Задание 1. Кем работает Кузьма Тудышкин, согласно приведенному ниже фрагменту о пьесах Ворфоломеева?

Фрагмент.
^^^^^^^^^^^^^^^^

Чтение онлайн

ЖАНРЫ

Шрифт:

Жизнь заставляет драматургов быть ее летописцами, хотят они того или не хотят. И в самых фантасмагорических сюжетах Ворфоломеева с неизбежностью присутствуют многие приметы семидесятых годов двадцатого столетия. Гостиничная любовь, гостиничная дружба, гостиничные конфликты демонстрируют «промежуточного человека», оторвавшегося от родного угла и не приставшего ни к какому другому.

И города из нас не получилось,И навсегда утрачено село…

Жизнь на колесах, жизнь на бегу. И что опорой? Вместо иконы телевизор в красном углу. Недаром в пьесе «Святой и грешный» вера в религию потребления у Сергея Штучкина оказывается сильнее и веры в бога, и даже веры в черта у Тудышкина.

«Сергей. Пойдешь! Я тебя научу жить… Все, теперь я хозяин! Как скажу, так и будет! И пусть только кто-нибудь пикнет… Раздавлю! Пришло мое время! Время Сергея Штучкина!»

Даже в язычестве с его множеством богов было более устоявшееся понятие о каждом из них.

Здесь же вечно ускользающий предел мечтаний. Гостиничные герои, гостиничный быт и гостиничная, постоянно меняющая адрес, религия вещизма. Еле-еле хватит ее на одно поколение. Появилось все у Тудышкина, главного героя «Святого и грешного», вплоть до дома под пальмами, и почувствовал он мнимость вещей, дальше-то во что верить герою? Начинается возвращение на землю, к людям, и святым и грешным одновременно. «Живите хорошо, светло и вольно…» – обращается в конце пьесы к зрителям несостоявшийся вероискатель.

«Ворфоломеев – театрален». И у него какое-то «слуховое зрение». Он видит слово «на слуху» – на улице, на сцене.

Его заботит верность в диалоге возможной разговорной интонации, сразу же провоцирующей зрителя и мало беспокоит то, как диалог будет выглядеть в тексте.

Ворфоломеев заставляет нас поверить в речь героев, отнюдь не предлагая верить в самих условных героев. Он представляет на сцене то, что видит и слышит.

Представляет даже тогда, когда показывает фантастический мир. Нет проникновения в глубь мира, есть лишь условное представление о нем.

Сантехник Кузьма Тудышкин, живущий нашей грешной земной жизнью, вдруг встречается с самим Богом. И становится святым. Начинает жить честно, перестает ругаться, думать о деньгах. Помогает людям.

^^^^^^^^^^^^^^^^

Исходные записи.
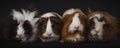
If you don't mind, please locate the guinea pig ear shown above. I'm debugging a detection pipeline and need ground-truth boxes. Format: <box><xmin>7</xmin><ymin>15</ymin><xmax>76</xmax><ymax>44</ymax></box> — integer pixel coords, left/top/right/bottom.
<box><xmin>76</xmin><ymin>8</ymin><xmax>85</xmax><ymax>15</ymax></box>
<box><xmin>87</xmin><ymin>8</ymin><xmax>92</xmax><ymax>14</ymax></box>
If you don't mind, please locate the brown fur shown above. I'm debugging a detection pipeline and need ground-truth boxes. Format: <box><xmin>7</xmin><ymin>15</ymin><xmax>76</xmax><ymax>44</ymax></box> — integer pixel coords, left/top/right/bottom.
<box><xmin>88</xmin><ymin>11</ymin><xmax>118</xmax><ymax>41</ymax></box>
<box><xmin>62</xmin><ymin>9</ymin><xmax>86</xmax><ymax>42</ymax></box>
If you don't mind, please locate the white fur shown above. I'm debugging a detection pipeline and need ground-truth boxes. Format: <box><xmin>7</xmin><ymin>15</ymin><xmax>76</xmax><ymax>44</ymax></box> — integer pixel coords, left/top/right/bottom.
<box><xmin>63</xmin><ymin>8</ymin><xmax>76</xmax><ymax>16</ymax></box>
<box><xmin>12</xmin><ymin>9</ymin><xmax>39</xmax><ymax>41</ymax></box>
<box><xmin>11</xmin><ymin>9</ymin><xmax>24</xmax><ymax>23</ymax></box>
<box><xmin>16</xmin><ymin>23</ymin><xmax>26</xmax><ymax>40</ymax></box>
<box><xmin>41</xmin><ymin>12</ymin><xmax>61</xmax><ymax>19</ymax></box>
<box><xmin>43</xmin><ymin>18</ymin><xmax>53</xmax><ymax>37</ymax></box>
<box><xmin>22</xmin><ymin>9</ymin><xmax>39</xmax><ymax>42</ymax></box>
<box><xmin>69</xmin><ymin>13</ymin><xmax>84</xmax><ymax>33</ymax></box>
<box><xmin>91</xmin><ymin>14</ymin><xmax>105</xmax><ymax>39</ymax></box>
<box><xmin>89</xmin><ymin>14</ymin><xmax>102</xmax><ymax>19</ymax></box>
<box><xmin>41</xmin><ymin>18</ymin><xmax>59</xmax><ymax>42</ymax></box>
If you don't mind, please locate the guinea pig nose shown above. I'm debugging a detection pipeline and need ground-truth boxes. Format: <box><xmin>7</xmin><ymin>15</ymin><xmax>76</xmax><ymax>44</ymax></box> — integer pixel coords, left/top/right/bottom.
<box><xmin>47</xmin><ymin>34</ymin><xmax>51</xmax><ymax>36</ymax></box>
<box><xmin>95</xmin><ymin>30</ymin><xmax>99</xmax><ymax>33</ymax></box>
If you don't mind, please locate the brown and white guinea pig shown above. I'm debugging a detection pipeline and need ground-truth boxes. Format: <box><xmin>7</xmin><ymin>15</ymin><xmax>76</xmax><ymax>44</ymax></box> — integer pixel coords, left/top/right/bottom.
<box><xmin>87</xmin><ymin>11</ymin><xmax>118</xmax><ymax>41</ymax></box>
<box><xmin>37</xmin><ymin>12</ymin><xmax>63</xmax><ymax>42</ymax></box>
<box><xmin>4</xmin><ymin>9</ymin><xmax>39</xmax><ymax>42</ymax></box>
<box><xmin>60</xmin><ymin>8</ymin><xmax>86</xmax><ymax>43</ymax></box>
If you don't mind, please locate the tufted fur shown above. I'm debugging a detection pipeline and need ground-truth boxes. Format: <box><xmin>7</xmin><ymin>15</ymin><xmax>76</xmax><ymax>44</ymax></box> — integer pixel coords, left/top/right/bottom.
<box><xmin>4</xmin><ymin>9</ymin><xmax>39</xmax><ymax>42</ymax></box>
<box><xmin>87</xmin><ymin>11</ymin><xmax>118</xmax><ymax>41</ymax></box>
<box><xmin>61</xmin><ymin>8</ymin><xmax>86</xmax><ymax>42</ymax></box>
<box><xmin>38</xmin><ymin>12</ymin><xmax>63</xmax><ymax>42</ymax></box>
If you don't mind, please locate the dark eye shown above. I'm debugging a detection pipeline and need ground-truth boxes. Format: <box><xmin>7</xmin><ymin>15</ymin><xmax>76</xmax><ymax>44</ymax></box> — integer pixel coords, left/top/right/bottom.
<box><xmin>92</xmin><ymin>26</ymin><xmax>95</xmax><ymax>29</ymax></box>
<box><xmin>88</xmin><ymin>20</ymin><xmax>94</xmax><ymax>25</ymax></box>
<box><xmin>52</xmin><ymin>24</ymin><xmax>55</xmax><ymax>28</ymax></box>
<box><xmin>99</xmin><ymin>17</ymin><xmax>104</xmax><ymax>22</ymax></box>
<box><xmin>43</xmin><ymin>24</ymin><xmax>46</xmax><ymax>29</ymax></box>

^^^^^^^^^^^^^^^^

Задание 2. Отмасштабируйте отрезок записей от строки, содержащей «If you don't mind, please locate the dark», до конца записей включительно: приведите все его строки полностью, умножив каждую координату рамок на 0,55 и округлив до целого, причем половины округляются в большую сторону. Числа в образце формата оставьте без изменений.

Итоговый ответ 1. Кузьма Тудышкин работает сантехником.

Итоговый ответ 2.
If you don't mind, please locate the dark eye shown above. I'm debugging a detection pipeline and need ground-truth boxes. Format: <box><xmin>7</xmin><ymin>15</ymin><xmax>76</xmax><ymax>44</ymax></box> — integer pixel coords, left/top/right/bottom.
<box><xmin>51</xmin><ymin>14</ymin><xmax>52</xmax><ymax>16</ymax></box>
<box><xmin>48</xmin><ymin>11</ymin><xmax>52</xmax><ymax>14</ymax></box>
<box><xmin>29</xmin><ymin>13</ymin><xmax>30</xmax><ymax>15</ymax></box>
<box><xmin>54</xmin><ymin>9</ymin><xmax>57</xmax><ymax>12</ymax></box>
<box><xmin>24</xmin><ymin>13</ymin><xmax>25</xmax><ymax>16</ymax></box>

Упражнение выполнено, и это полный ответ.